• _Supplied records_
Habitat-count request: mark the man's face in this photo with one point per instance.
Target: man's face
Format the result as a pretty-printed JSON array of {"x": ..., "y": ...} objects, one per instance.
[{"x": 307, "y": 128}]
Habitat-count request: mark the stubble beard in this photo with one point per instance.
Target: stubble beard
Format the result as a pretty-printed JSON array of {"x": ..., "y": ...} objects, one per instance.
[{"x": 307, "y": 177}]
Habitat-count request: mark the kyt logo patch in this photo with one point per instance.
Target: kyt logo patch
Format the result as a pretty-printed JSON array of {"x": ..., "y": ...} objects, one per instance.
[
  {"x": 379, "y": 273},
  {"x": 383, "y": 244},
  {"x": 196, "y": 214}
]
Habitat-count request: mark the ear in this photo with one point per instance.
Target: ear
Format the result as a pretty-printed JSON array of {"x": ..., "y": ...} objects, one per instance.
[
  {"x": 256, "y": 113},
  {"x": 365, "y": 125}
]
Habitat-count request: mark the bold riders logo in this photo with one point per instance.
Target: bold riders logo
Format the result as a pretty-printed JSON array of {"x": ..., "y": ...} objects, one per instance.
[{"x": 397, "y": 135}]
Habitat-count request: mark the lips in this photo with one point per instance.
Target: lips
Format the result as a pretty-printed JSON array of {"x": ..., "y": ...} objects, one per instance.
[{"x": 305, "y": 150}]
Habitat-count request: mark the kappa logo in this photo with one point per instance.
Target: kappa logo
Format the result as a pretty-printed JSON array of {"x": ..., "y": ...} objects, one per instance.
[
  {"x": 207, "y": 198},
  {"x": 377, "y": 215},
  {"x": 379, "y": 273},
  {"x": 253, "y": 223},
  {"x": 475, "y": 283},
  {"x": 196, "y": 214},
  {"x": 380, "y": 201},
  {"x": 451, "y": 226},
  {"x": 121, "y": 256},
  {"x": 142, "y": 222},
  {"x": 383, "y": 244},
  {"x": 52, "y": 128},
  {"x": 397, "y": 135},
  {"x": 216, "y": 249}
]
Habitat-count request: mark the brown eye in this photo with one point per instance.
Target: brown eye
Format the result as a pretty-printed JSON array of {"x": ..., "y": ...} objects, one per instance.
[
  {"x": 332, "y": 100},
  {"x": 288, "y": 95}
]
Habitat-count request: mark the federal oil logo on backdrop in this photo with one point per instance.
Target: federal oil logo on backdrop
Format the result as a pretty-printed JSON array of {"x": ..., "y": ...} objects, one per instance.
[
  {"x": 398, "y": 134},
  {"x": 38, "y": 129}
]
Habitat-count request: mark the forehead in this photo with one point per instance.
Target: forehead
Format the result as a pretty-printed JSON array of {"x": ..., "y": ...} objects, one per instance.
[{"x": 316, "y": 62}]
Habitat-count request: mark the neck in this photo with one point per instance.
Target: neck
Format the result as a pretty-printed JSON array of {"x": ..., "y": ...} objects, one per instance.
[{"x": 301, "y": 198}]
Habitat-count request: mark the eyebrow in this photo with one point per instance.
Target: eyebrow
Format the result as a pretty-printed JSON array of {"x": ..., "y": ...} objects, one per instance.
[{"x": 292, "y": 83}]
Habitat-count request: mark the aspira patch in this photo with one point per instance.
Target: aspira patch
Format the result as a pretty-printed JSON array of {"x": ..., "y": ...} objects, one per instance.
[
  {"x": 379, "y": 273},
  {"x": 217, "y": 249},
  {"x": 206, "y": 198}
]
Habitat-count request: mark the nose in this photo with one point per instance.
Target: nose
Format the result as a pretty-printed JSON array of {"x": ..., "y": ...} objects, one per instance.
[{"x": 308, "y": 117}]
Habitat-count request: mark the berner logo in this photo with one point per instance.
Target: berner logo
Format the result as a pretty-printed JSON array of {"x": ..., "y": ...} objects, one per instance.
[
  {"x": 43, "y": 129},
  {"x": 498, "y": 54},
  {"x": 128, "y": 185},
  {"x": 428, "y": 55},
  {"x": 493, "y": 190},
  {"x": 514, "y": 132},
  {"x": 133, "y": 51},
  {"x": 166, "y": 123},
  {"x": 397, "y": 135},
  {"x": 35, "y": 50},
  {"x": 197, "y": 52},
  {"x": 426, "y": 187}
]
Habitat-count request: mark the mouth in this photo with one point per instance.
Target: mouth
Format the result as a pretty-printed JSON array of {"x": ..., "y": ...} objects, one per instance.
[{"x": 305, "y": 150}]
--
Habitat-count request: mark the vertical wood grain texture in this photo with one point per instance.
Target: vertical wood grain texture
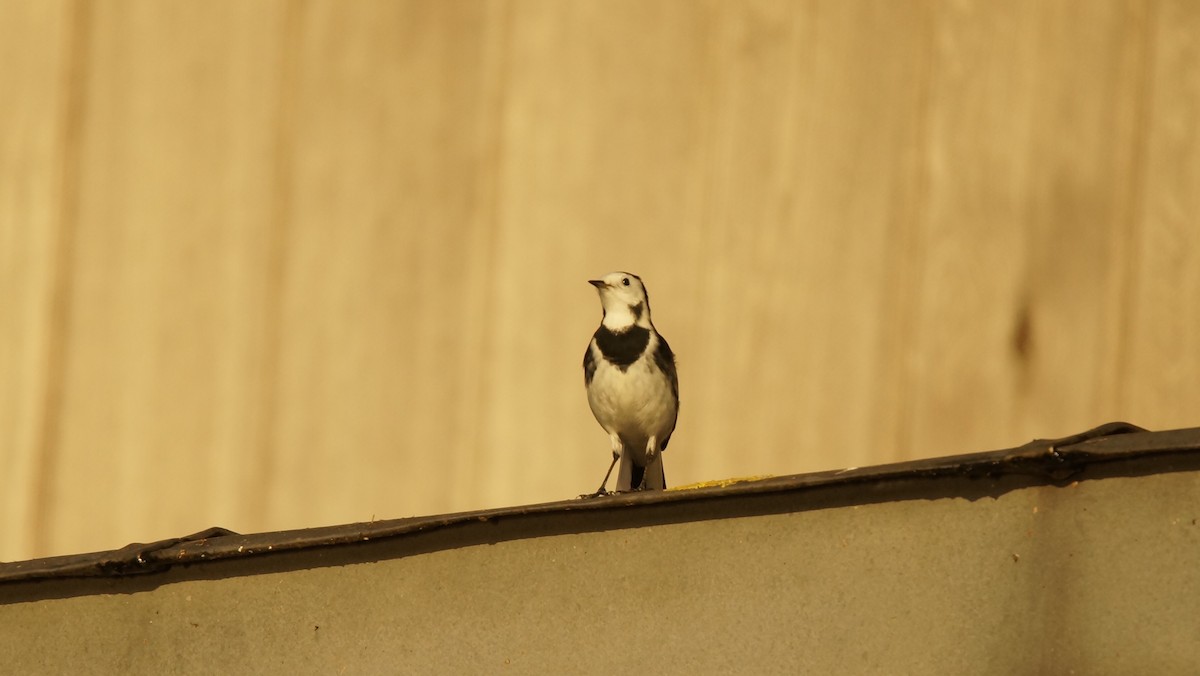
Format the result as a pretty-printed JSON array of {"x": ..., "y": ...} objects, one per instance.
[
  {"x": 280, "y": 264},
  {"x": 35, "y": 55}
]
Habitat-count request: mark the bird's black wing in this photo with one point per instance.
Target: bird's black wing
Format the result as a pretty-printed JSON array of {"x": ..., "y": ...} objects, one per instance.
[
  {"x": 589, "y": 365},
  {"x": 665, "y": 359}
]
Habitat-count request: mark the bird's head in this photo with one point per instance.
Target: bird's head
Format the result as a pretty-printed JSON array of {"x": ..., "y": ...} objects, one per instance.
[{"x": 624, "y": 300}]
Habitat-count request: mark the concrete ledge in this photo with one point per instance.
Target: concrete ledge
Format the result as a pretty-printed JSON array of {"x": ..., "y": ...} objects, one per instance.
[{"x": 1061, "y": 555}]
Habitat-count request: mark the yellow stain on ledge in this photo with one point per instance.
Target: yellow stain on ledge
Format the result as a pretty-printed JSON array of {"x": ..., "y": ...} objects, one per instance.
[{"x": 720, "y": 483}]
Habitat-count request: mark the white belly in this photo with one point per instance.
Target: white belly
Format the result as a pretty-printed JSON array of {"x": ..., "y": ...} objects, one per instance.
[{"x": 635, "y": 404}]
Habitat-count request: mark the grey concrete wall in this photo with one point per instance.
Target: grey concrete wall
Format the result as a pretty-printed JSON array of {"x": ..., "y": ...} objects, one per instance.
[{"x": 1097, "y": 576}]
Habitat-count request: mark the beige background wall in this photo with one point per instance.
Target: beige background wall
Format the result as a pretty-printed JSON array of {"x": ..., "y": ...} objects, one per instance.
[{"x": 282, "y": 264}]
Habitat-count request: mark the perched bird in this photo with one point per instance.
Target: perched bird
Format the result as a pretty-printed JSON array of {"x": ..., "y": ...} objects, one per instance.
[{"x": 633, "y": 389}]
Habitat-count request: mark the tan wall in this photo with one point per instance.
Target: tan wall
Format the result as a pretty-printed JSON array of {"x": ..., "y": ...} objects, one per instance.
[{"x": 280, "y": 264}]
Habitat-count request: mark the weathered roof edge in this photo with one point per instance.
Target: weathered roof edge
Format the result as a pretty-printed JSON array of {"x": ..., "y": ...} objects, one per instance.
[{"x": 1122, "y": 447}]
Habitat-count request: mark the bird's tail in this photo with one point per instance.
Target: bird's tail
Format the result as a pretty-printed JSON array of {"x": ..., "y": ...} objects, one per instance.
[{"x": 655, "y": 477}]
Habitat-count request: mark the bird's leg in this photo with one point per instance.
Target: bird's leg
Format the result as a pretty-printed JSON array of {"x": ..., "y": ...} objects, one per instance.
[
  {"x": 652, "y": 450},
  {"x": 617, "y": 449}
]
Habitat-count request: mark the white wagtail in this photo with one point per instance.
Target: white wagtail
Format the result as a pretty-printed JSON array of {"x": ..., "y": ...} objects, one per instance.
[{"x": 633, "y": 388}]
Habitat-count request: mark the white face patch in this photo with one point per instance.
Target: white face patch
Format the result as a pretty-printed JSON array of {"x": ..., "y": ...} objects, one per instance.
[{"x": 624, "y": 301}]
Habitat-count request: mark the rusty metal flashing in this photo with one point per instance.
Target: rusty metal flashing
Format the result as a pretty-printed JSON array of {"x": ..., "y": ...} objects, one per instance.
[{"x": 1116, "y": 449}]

• _Set exercise_
Return every line above that contains the word "backdrop", treating uppercase and lowercase letters as different.

• _Written answer_
Habitat-count request: mark the federal oil logo on backdrop in this photo with one point per instance.
Target: federal oil logo on backdrop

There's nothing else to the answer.